### Records for the task

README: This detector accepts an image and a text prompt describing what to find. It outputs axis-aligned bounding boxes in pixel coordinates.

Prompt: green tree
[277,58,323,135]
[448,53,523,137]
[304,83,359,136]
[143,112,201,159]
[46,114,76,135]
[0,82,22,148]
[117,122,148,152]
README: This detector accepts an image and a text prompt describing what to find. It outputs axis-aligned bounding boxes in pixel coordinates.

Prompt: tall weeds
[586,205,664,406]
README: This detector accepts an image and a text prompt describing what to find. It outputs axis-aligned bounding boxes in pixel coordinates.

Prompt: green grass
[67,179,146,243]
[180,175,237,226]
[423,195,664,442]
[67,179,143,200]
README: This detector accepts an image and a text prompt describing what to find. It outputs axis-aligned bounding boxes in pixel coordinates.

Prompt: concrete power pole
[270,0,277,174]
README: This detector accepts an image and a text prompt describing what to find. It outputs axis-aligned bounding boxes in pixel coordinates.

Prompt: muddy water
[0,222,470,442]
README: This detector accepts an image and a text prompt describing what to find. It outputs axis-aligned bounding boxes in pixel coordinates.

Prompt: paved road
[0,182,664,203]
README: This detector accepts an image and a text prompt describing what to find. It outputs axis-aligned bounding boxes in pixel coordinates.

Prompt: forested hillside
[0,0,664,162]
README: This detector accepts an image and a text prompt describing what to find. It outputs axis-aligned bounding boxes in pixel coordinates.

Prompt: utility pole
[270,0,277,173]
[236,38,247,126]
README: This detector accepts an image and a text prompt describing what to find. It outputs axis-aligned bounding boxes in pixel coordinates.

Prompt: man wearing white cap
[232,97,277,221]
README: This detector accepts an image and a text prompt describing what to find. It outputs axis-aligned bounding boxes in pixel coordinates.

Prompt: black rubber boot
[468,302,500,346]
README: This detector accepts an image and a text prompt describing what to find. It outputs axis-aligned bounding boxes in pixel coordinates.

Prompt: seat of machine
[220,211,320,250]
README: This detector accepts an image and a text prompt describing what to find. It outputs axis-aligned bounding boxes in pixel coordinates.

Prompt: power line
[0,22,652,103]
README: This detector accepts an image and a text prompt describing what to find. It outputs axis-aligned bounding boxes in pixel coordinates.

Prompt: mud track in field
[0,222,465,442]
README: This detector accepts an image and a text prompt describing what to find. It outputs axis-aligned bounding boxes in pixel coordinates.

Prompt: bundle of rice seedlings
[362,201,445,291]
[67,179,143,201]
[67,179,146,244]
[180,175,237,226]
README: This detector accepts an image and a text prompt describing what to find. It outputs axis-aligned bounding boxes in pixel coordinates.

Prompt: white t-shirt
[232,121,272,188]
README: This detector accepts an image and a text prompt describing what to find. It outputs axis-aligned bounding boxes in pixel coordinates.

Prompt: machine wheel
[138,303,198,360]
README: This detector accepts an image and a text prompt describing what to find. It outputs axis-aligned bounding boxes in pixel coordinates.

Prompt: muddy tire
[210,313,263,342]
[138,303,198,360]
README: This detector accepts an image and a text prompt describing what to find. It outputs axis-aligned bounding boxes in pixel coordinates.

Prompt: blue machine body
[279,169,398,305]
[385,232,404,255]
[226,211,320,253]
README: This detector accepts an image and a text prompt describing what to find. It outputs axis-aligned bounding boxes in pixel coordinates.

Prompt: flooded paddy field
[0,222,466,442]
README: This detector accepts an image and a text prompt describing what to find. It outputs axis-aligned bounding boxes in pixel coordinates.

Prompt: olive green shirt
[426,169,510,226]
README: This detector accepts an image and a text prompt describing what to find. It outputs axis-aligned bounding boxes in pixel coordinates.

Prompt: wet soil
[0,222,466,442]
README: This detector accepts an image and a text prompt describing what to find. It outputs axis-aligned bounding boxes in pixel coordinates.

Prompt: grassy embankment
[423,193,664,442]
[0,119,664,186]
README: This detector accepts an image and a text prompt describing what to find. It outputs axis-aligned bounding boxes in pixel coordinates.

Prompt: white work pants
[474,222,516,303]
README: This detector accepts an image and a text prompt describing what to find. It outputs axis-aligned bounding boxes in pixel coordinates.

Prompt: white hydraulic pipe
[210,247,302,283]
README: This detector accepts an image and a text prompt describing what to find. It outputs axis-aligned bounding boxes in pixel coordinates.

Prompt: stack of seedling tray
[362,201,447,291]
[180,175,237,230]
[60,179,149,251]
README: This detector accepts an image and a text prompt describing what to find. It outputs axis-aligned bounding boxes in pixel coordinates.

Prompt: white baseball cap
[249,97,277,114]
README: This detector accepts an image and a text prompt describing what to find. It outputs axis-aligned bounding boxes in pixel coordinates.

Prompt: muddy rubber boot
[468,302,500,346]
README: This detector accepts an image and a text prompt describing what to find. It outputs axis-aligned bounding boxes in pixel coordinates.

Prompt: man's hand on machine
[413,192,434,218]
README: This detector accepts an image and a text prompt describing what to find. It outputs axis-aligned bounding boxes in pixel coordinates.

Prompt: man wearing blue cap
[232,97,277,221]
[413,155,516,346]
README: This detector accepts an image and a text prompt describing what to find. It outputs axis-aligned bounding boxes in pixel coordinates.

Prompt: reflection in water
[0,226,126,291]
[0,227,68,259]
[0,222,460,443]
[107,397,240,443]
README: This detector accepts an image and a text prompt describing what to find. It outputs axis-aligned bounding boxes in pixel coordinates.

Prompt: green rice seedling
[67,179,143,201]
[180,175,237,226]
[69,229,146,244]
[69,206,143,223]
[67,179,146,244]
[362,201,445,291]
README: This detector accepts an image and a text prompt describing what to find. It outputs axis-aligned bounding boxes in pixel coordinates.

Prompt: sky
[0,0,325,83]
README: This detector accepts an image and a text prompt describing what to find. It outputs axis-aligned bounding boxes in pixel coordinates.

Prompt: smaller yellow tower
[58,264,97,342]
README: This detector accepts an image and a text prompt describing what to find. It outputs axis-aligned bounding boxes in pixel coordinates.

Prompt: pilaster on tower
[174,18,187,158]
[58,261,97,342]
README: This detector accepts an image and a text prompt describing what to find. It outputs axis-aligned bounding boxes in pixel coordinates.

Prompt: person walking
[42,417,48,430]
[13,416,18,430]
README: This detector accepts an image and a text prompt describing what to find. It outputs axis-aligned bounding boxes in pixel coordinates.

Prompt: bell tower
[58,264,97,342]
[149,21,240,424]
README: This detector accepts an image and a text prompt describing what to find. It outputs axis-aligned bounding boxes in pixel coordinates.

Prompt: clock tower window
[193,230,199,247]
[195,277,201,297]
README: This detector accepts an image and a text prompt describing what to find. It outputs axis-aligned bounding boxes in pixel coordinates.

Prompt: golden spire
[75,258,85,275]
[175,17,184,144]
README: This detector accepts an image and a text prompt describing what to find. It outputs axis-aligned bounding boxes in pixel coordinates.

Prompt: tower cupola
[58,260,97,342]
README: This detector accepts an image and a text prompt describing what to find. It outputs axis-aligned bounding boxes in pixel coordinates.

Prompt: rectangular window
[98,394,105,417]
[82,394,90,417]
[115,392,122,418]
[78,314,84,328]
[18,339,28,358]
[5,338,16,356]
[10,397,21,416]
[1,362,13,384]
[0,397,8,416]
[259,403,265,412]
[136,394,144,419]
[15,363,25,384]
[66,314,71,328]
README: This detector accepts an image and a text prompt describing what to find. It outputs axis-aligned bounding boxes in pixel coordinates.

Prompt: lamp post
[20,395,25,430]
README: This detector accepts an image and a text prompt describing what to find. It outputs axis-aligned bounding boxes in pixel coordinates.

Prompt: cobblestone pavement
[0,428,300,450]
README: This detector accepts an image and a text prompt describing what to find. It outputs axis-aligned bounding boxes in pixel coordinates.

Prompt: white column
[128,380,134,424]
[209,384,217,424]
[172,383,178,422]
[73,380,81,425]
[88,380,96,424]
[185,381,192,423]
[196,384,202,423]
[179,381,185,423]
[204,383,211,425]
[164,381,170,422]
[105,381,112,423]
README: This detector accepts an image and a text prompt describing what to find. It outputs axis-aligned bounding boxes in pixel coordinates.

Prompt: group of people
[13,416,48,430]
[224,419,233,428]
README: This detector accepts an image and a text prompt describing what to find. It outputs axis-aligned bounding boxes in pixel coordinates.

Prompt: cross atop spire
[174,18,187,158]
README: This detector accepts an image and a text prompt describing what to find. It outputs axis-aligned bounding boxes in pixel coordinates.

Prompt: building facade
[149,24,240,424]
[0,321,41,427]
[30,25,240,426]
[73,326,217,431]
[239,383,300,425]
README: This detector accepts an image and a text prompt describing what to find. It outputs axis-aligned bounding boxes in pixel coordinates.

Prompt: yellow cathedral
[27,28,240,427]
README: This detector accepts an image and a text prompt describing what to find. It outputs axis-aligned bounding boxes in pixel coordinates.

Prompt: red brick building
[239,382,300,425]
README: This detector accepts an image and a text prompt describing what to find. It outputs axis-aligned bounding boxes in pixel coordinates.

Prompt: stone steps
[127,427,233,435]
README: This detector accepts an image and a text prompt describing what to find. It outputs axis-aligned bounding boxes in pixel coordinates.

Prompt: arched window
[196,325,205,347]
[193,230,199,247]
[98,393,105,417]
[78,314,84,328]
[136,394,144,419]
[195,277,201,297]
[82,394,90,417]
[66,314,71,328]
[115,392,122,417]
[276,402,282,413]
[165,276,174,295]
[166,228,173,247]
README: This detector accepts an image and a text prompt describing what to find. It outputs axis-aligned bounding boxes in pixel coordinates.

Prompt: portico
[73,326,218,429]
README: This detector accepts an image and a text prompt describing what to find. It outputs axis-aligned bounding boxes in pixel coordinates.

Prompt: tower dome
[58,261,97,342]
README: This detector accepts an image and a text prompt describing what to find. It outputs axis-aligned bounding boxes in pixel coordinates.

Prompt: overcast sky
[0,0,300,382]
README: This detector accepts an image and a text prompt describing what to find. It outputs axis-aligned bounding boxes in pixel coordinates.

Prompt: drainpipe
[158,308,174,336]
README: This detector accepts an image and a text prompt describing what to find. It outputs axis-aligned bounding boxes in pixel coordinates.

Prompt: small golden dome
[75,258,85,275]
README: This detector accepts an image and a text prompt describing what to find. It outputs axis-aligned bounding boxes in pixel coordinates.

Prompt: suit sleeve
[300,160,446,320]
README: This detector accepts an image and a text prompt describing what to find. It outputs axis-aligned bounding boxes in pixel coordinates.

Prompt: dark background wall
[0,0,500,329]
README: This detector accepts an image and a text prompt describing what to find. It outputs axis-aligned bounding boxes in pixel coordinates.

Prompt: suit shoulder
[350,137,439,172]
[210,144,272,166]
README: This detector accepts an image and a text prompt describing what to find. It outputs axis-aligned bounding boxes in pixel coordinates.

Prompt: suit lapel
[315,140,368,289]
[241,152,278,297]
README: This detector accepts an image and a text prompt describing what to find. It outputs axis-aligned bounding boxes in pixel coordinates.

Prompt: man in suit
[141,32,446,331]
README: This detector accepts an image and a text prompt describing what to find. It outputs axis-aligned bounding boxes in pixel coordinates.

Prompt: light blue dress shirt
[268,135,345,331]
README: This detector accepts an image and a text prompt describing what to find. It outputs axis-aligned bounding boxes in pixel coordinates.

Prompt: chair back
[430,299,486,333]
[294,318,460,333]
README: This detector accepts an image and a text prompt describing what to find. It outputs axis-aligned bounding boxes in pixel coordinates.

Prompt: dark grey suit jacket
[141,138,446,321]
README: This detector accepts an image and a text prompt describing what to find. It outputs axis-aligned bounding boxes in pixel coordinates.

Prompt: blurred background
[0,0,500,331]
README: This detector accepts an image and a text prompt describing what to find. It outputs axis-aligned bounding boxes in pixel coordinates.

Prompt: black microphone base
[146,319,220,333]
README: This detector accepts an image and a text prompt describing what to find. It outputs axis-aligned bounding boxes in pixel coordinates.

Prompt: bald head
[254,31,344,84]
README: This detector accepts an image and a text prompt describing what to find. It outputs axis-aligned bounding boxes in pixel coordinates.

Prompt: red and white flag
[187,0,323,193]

### Direction
Duplicate the items line for line, starting at the very first line and continuing through the line that contains "[117,122,148,152]".

### The result
README: This detector accepts an image and a text prompt describing what to find. It outputs axis-aligned bounding boxes in pixel coordinates.

Prompt: green tree
[277,58,323,135]
[448,53,523,137]
[304,83,359,136]
[143,112,201,159]
[46,114,76,135]
[0,82,22,148]
[117,122,148,152]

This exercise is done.